--- STATED PROBLEM ---
Please rewrite all of the data below line for line, shifting each answer's pixel coordinates by adding 143 to both numbers. Leave out the pictures.

(Location annotation dataset excerpts)

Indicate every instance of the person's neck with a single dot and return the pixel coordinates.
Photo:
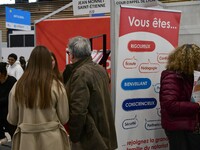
(4, 79)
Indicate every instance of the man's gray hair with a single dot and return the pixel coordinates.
(79, 47)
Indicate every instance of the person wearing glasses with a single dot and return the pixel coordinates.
(91, 121)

--- ANSWER TO THIS TASK ---
Indicate every instance of the person's neck with a single dot and return the pixel coordinates.
Photo:
(147, 222)
Indicate every instance of the man's gray hair with a single dot and return the pixel coordinates.
(222, 190)
Indicate every instance of the person wearing glasses with a single dot and return the pixel coordinates.
(234, 264)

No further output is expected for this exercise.